_Position identification records_
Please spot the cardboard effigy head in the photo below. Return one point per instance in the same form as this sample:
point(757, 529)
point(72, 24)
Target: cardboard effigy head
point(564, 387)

_WHAT THE TASK REQUIRES_
Copy out all of the entries above in full, including the requests. Increase every coordinate in the answers by 69, and leave the coordinates in the requests' format samples unchanged.

_COMPLETE ANSWER_
Please spot the cardboard effigy head in the photo below. Return one point per instance in the same form as this sample:
point(757, 529)
point(72, 24)
Target: cardboard effigy head
point(633, 456)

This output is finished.